§ **EXTRAIT DU DOCUMENT**:

----------------

Ici et là, on tente des explications. Depuis 130 ans, il portait le poids du monde sur ses épaules : surnommé le « grand K », le prototype international du kilogramme (IPK), qui servait d’étalon à toutes les mesures de masse. La masse de ce cylindre en platine iridié, qui mesure 3,9 cm de long et 3,9 cm de diamètre, définit le kilogramme depuis 1889. Peu de personnes ont eu le privilège de l’apercevoir.

L’IPK incarne la référence internationale pour toutes les mesures de masse dans le monde, que ce soit pour doser des médicaments, couper des tranches de jambon, peser un bébé ou de lourds équipements industriels. Les pays possèdent eux-mêmes des étalons, qu’ils comparent périodiquement à des copies historiques du « grand K », qui sont elles-mêmes comparées à l’étalon suprême.

« Le kilogramme est la dernière unité de mesure basée sur un artefact physique », souligne Thomas Grenon, directeur général du Laboratoire national de métrologie et d’essais (LNE) français. « Le problème c’est qu’il vit sa vie, qu’il peut fluctuer, ce qui n’est pas du tout satisfaisant, vu les niveaux de précision dont nous avons besoin aujourd’hui ».

Le « grand K » cédera officiellement son trône à petit h. Cette constante, découverte en 1900 par le physicien Max Planck, est le produit d’une énergie par un temps. Et l’énergie est reliée à la masse par la célèbre équation E = mc2. Après plusieurs années de travaux scientifiques poussés, la valeur de h a été fixée à 6,62607015 X 10 puissance moins 34 Joule.seconde.

----------------

§ **Descriptions de zones en langage naturel**:
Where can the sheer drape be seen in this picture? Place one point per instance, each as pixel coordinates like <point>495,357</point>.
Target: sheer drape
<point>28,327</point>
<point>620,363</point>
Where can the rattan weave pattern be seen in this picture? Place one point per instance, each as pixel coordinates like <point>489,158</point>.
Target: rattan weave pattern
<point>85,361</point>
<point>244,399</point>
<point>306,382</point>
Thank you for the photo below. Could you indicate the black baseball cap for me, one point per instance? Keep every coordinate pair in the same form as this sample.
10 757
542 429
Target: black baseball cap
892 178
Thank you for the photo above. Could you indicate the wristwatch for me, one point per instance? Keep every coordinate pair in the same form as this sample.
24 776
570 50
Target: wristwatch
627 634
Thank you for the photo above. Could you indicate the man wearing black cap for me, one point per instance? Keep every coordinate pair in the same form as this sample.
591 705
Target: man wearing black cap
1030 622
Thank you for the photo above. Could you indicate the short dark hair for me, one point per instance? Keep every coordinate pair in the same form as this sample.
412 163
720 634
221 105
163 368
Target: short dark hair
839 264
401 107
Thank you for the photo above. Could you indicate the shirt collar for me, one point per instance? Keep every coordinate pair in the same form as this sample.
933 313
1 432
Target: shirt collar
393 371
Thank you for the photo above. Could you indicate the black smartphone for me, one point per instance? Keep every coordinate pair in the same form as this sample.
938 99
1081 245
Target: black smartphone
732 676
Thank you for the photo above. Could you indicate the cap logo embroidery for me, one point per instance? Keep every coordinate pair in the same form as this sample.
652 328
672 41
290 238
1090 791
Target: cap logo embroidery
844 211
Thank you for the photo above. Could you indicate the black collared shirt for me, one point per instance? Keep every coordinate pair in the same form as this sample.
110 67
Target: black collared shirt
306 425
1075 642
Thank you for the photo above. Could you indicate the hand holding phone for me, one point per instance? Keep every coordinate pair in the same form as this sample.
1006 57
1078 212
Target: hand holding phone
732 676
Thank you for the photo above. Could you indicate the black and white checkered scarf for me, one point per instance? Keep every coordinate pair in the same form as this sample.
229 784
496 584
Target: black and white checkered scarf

----------------

§ **EXERCICES**:
**1.** Traduisez en anglais cette phrase du passage sur le kilogramme : « Cette constante, découverte en 1900 par le physicien Max Planck, est le produit d’une énergie par un temps. »
**2.** Rédigez la suite du passage sur le kilogramme, en reprenant juste après sa dernière phrase.
Les lignes n'ont aucun lien avec le passage sur le kilogramme.

§ **CORRIGÉS**:
**1.** This constant, discovered in 1900 by the physicist Max Planck, is the product of an energy and a time.

**2.**
Pourquoi une telle révolution ? Les scientifiques se sont aperçus que la masse du prototype international avait légèrement varié par rapport à celles des six copies-témoins réalisées à la même époque et conservées au BIPM. La masse de l’IPK a divergé de la masse de la moyenne de ces copies d’environ 50 microgrammes (millionièmes de grammes).

Longtemps avant l’invention du pèse-personne et du télémètre laser, Égyptiens, Anglais, Danois ou Suédois devaient déjà construire des maisons et stocker des tonneaux de grains. En 1795, les représentants du peuple français adoptent le mètre, défini quelques années auparavant par les astronomes Delambre et Méchain, et l’imposent sur tout le territoire.

Ampère, kelvin et mole 

Les métrologues et les scientifiques du monde qui ont participé à la conférence de Versailles ont également décidé de modifier trois autres valeurs : l’ampère, le kelvin et la mole. 

Le kilogramme est l’unité de masse, tandis que l’ampère est celui de l’intensité électrique), le kelvin, celle de la température, et la mole, celle de la quantité de matière. En fait, le système international compte sept unités des poids et mesures. Les trois autres sont la seconde et le mètre (déjà révisés respectivement en 1967 et 1983) et la candela (unité d’intensité lumineuse). 

« Cela a commencé il y a des millénaires avec des pots et cela prend fin aujourd’hui avec la physique quantique », a déclaré très solennellement Joachim Ullrich, le vice-président du Comité international des poids et mesures. Il est inutile de se racheter une balance ou des ampoules. 

Mais en profondeur, la mutation est importante. Les unités ne sont plus enracinées sur des étalons matériels, des objets concrets. Toutes sont désormais définies à partir de constantes fondamentales. Plongée à la découverte d’un bouleversement un peu tautologique.

On retiendra utilement que la métrologie est la science des poids et des mesures. En principe, chaque pays possède un laboratoire de métrologie – en RDC, c’est l’Office congolais de contrôle qui assure cette tâche – qui fixe les étalons de référence et s’assure que les mesures scientifiques et commerciales sont justes. 

Une grandeur physique est ce que l’on cherche à mesurer, c’est une propriété. Par exemple, la masse d’un mouton. Une unité de mesure est l’étalon qui permet d’exprimer la grandeur.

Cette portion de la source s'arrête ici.